#### [Written problem]
In the records below, find the line containing "Practice step: put one dot on the photographer's" and repeat it and every line after it exactly, without pictures.

##### Record set

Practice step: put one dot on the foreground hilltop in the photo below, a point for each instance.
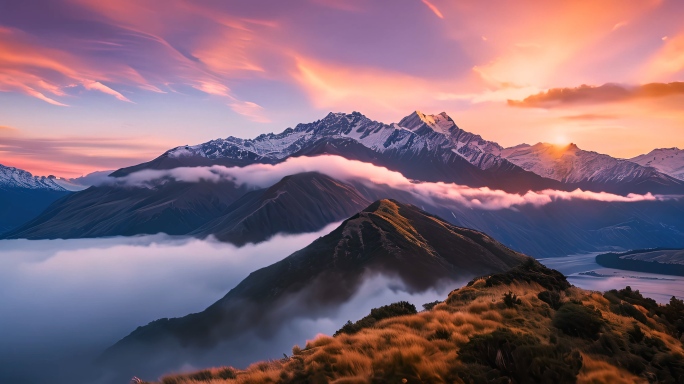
(387, 238)
(525, 325)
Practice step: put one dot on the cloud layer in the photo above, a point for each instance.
(64, 301)
(265, 175)
(607, 93)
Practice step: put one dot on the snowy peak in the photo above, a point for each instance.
(666, 160)
(441, 122)
(18, 178)
(570, 164)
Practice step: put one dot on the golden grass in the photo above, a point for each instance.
(600, 372)
(427, 344)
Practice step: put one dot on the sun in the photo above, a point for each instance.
(560, 140)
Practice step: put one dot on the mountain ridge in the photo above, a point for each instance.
(447, 153)
(387, 238)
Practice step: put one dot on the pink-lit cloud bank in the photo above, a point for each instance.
(265, 175)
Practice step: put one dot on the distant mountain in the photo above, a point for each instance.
(304, 202)
(11, 177)
(173, 208)
(428, 148)
(590, 170)
(24, 196)
(307, 202)
(387, 237)
(669, 161)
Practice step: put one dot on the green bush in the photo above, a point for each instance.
(429, 306)
(531, 271)
(517, 357)
(400, 308)
(552, 298)
(636, 334)
(578, 320)
(511, 299)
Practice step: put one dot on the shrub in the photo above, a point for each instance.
(440, 334)
(636, 334)
(627, 309)
(552, 298)
(529, 272)
(400, 308)
(519, 357)
(511, 299)
(578, 320)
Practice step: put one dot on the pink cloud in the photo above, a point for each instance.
(433, 8)
(264, 175)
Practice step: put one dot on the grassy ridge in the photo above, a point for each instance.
(526, 325)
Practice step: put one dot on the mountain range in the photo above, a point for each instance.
(387, 238)
(25, 196)
(431, 148)
(421, 147)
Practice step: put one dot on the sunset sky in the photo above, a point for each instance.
(88, 85)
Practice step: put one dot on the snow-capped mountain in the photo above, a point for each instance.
(18, 178)
(422, 147)
(413, 133)
(666, 160)
(573, 165)
(427, 148)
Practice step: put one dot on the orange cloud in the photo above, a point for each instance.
(607, 93)
(669, 60)
(252, 111)
(433, 8)
(97, 86)
(382, 94)
(74, 156)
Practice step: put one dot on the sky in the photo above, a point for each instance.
(90, 85)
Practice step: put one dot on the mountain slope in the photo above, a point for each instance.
(388, 237)
(523, 326)
(590, 170)
(24, 196)
(304, 202)
(307, 202)
(669, 161)
(11, 177)
(174, 208)
(422, 150)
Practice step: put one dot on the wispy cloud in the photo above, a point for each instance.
(74, 156)
(252, 111)
(433, 8)
(607, 93)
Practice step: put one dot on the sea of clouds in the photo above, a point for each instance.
(265, 175)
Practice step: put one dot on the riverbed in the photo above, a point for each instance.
(583, 271)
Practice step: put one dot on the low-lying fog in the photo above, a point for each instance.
(64, 301)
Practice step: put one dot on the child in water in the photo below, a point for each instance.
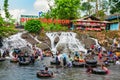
(89, 70)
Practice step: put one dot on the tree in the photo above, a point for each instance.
(65, 9)
(86, 7)
(33, 26)
(115, 6)
(1, 21)
(7, 15)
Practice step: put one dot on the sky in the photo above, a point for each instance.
(25, 7)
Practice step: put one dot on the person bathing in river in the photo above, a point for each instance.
(89, 70)
(105, 68)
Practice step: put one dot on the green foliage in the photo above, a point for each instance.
(54, 27)
(7, 15)
(33, 26)
(7, 31)
(65, 9)
(86, 7)
(115, 6)
(1, 21)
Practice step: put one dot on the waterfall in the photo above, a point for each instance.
(66, 39)
(14, 41)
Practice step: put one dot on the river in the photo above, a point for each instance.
(12, 71)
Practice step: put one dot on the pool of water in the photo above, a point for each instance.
(12, 71)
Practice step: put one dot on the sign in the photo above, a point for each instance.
(44, 20)
(29, 16)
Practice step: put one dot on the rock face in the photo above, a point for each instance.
(1, 42)
(28, 38)
(86, 40)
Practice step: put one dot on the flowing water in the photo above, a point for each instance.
(67, 40)
(12, 71)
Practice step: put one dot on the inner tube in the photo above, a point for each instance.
(1, 42)
(78, 64)
(2, 59)
(92, 65)
(24, 63)
(14, 60)
(91, 61)
(44, 74)
(99, 71)
(110, 61)
(53, 62)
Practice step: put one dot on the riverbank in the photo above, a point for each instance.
(105, 38)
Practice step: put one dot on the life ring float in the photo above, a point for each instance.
(44, 74)
(99, 71)
(24, 63)
(110, 61)
(81, 60)
(53, 62)
(14, 60)
(78, 64)
(91, 61)
(2, 59)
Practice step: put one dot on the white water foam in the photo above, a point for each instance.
(67, 39)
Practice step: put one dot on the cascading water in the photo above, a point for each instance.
(66, 39)
(14, 41)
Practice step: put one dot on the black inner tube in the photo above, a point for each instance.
(1, 40)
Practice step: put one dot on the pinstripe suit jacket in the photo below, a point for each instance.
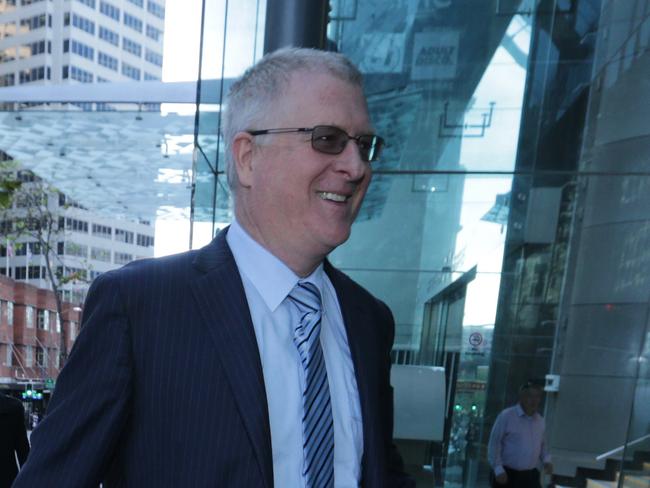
(164, 385)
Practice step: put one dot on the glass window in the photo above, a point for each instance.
(33, 23)
(83, 24)
(156, 9)
(7, 80)
(133, 22)
(109, 10)
(100, 254)
(109, 62)
(34, 74)
(7, 29)
(109, 36)
(102, 231)
(77, 225)
(131, 46)
(83, 50)
(144, 240)
(41, 357)
(29, 316)
(123, 258)
(89, 3)
(43, 319)
(153, 33)
(124, 236)
(7, 54)
(153, 57)
(74, 249)
(130, 71)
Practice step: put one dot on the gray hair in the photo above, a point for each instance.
(251, 97)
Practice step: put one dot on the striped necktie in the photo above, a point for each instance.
(317, 423)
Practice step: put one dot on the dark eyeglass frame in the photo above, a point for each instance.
(370, 145)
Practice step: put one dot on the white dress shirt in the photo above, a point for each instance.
(267, 283)
(517, 441)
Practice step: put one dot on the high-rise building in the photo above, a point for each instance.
(69, 41)
(83, 243)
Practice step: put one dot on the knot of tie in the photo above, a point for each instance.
(306, 298)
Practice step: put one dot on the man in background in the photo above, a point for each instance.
(13, 439)
(516, 447)
(252, 362)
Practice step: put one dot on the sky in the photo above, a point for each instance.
(182, 36)
(180, 63)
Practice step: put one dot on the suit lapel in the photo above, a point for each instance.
(221, 300)
(357, 329)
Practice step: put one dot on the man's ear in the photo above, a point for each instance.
(242, 153)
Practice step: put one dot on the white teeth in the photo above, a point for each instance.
(335, 197)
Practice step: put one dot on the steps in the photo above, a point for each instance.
(630, 481)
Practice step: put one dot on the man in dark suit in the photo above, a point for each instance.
(251, 362)
(13, 439)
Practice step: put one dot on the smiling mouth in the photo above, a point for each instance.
(333, 197)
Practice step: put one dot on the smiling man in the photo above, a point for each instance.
(251, 362)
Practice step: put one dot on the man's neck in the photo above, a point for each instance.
(302, 265)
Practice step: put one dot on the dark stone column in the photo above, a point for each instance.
(296, 23)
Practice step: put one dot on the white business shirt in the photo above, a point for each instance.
(267, 284)
(517, 441)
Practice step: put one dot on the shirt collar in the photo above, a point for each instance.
(521, 413)
(271, 277)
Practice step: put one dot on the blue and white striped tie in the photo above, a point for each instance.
(317, 424)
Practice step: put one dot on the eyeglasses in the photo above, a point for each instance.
(332, 140)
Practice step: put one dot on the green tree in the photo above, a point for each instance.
(9, 184)
(38, 217)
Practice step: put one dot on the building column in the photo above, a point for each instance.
(296, 23)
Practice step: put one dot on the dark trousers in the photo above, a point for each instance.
(519, 479)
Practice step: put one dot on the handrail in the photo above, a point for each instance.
(620, 448)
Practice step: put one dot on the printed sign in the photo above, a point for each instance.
(435, 55)
(384, 53)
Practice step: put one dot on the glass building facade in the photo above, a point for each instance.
(508, 224)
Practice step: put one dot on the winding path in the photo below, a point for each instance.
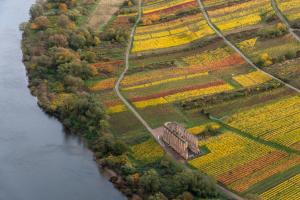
(284, 20)
(117, 85)
(134, 111)
(220, 34)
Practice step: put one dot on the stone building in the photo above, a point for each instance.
(180, 140)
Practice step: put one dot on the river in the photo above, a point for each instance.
(38, 161)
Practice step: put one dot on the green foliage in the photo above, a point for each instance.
(85, 115)
(150, 181)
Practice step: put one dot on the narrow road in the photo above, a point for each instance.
(117, 85)
(284, 20)
(220, 34)
(134, 111)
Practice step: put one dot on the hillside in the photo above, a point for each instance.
(228, 70)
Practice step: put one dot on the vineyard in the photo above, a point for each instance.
(179, 70)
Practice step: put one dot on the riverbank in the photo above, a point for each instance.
(63, 59)
(38, 159)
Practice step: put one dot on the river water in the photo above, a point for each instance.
(38, 161)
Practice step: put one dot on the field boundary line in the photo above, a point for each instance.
(121, 77)
(220, 34)
(283, 19)
(254, 138)
(135, 112)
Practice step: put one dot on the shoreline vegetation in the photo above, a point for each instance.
(62, 57)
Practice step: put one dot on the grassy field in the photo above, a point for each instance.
(256, 150)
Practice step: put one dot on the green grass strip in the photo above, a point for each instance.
(257, 139)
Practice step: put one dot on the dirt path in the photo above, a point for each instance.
(284, 20)
(103, 13)
(220, 34)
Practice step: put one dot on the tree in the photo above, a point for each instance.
(196, 183)
(83, 114)
(150, 181)
(63, 8)
(36, 10)
(158, 196)
(40, 23)
(77, 41)
(58, 40)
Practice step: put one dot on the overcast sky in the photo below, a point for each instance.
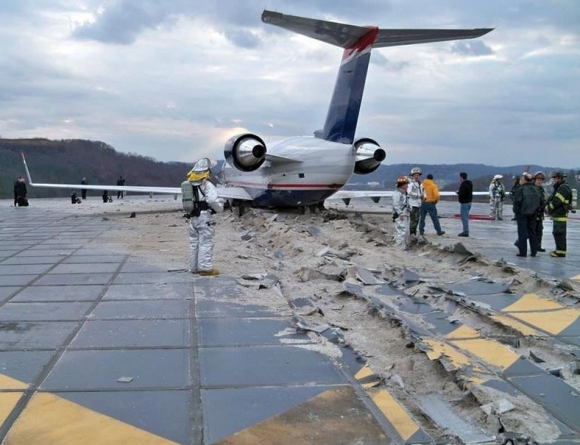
(174, 79)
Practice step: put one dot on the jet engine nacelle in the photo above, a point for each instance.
(246, 152)
(369, 156)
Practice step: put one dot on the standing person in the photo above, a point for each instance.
(16, 191)
(558, 207)
(415, 193)
(120, 181)
(527, 201)
(515, 185)
(539, 182)
(84, 191)
(429, 206)
(20, 192)
(465, 196)
(496, 197)
(201, 230)
(401, 211)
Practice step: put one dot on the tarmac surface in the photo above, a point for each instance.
(97, 347)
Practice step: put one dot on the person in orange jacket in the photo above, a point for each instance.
(429, 206)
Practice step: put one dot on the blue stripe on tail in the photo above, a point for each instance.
(342, 117)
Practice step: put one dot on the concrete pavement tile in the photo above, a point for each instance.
(550, 391)
(226, 410)
(101, 370)
(174, 291)
(153, 277)
(265, 365)
(70, 311)
(37, 335)
(206, 308)
(133, 333)
(16, 280)
(23, 365)
(24, 269)
(31, 260)
(245, 332)
(159, 309)
(164, 413)
(77, 258)
(59, 293)
(72, 279)
(85, 268)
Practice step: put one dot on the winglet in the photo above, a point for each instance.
(27, 171)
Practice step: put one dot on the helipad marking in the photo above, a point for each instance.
(10, 383)
(490, 351)
(395, 414)
(553, 322)
(8, 401)
(520, 327)
(531, 303)
(49, 419)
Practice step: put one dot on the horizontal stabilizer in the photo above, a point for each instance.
(345, 36)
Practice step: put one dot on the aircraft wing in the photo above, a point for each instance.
(345, 36)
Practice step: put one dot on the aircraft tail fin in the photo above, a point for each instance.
(357, 42)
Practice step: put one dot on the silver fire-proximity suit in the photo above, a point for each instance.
(201, 229)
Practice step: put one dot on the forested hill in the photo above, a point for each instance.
(67, 161)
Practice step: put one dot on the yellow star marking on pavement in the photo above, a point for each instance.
(8, 401)
(531, 302)
(49, 419)
(520, 327)
(395, 413)
(10, 383)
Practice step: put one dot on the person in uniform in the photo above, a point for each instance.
(201, 229)
(496, 197)
(415, 193)
(558, 207)
(401, 211)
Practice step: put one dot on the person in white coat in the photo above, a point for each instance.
(201, 229)
(401, 211)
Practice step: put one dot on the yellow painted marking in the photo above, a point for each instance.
(520, 327)
(463, 332)
(553, 322)
(8, 401)
(364, 372)
(438, 348)
(49, 419)
(10, 383)
(490, 351)
(396, 415)
(531, 302)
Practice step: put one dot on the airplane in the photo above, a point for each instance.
(304, 171)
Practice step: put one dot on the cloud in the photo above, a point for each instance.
(471, 48)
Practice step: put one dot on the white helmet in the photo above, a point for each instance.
(203, 164)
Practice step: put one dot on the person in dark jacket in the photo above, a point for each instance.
(120, 181)
(20, 192)
(527, 202)
(465, 196)
(558, 207)
(84, 191)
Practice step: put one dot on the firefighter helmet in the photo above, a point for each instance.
(539, 175)
(402, 181)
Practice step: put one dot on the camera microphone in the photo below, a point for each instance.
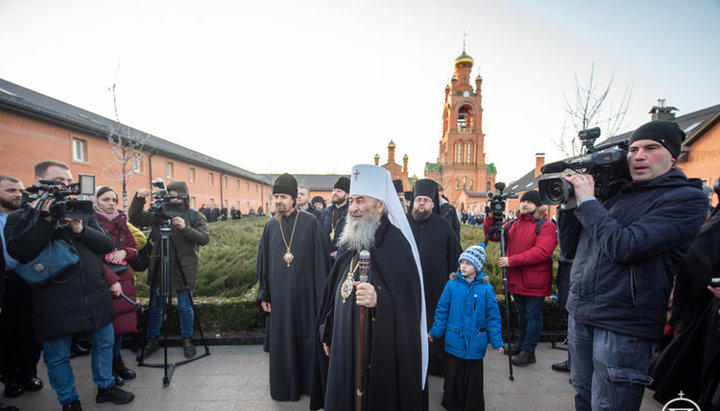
(556, 167)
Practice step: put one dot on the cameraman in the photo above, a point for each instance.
(75, 301)
(626, 250)
(530, 242)
(187, 234)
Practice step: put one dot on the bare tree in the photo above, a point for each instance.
(591, 107)
(127, 149)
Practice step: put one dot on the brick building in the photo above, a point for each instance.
(35, 127)
(461, 167)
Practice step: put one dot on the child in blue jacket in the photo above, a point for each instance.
(469, 317)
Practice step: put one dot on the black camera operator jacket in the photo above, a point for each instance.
(627, 250)
(78, 299)
(186, 241)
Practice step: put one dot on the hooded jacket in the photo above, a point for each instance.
(187, 241)
(627, 250)
(529, 254)
(468, 316)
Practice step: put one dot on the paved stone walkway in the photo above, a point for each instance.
(236, 378)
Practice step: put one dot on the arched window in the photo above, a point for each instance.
(465, 118)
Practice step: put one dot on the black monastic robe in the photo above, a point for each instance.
(295, 294)
(439, 250)
(393, 376)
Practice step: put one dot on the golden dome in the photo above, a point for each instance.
(464, 58)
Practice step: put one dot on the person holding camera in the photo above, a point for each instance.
(626, 250)
(77, 300)
(530, 241)
(114, 221)
(188, 232)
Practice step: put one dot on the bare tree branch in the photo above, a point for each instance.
(591, 107)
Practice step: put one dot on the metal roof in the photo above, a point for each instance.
(27, 102)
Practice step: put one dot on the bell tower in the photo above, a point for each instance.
(461, 159)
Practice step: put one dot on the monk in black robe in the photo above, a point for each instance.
(439, 250)
(394, 374)
(292, 269)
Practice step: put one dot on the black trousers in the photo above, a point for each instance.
(19, 351)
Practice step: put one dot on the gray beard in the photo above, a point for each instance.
(359, 235)
(421, 216)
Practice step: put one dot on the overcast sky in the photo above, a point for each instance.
(317, 86)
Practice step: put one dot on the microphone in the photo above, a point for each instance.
(364, 262)
(556, 167)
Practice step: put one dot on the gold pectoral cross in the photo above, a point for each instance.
(288, 257)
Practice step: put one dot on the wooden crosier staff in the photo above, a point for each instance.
(364, 261)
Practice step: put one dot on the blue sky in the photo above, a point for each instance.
(317, 86)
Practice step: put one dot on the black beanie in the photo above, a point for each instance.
(285, 184)
(398, 186)
(343, 184)
(664, 132)
(532, 196)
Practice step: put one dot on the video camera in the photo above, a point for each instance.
(61, 207)
(497, 203)
(162, 208)
(606, 164)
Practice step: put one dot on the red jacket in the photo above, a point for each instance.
(529, 255)
(126, 321)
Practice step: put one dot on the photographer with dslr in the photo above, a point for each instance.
(76, 300)
(188, 232)
(530, 242)
(626, 250)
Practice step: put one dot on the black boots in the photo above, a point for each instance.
(114, 394)
(188, 347)
(561, 366)
(524, 358)
(73, 406)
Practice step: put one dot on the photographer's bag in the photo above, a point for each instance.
(52, 260)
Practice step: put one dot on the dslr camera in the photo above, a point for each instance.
(162, 208)
(606, 163)
(497, 203)
(61, 206)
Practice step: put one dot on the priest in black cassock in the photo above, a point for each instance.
(332, 218)
(395, 364)
(292, 266)
(439, 250)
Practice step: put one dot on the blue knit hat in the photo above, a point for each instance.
(475, 255)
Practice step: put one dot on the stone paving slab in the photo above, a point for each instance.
(236, 378)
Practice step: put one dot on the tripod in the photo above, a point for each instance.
(163, 258)
(497, 227)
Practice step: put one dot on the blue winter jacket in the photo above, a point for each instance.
(469, 317)
(627, 250)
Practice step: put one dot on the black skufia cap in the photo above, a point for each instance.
(343, 184)
(285, 184)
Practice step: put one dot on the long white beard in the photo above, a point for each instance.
(360, 234)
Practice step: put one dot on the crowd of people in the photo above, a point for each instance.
(367, 296)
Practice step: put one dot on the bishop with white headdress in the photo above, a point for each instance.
(396, 351)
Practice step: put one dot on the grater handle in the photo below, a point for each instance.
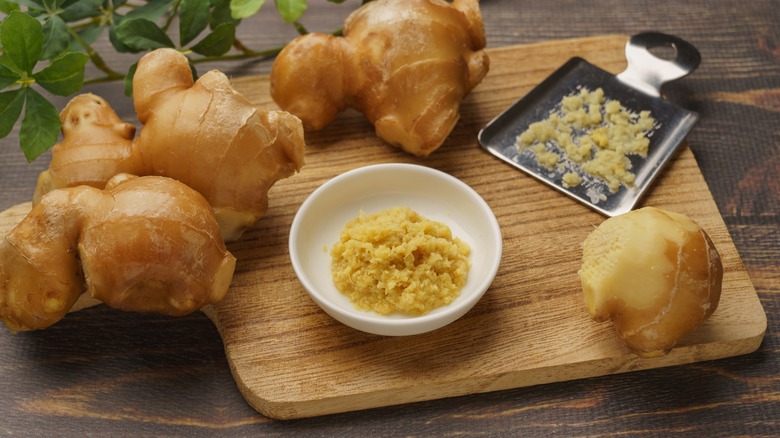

##########

#### [Completed exercise]
Practice step: put one dot on the photographer's bag in the photo above, a point for each instance.
(52, 260)
Practice step: put one dot on the dslr camera in the photo above, a point for each instance.
(162, 208)
(606, 163)
(497, 203)
(61, 206)
Practice step: put one dot on the priest in black cassock in the photo above, a point for each instance.
(332, 218)
(395, 364)
(292, 266)
(439, 250)
Practice step: put one dot on the blue knit hat in the photo above, a point for each instance.
(475, 255)
Practice step: put one dot on the stone paving slab in the photo above, a point for each instance.
(236, 378)
Practice step: put one dot on the tripod in the photo above, a point for each instance.
(163, 258)
(497, 227)
Practice step: put one dot on the blue winter jacket in the photo above, a point for each instance.
(469, 317)
(627, 250)
Practice step: put one dot on the black skufia cap in the photo above, a point for each instance.
(343, 184)
(285, 184)
Practice step: put one dot on the long white beard in the photo above, a point for each instance.
(360, 234)
Practice step: put one dot on the crowd of people in the photo above, a point for each instance.
(367, 296)
Practice step: put one dot on the bishop with white headdress in the photo above, a point for each instance.
(396, 351)
Practice step: put one dot on the grater handle in the photo below, a point for each instance.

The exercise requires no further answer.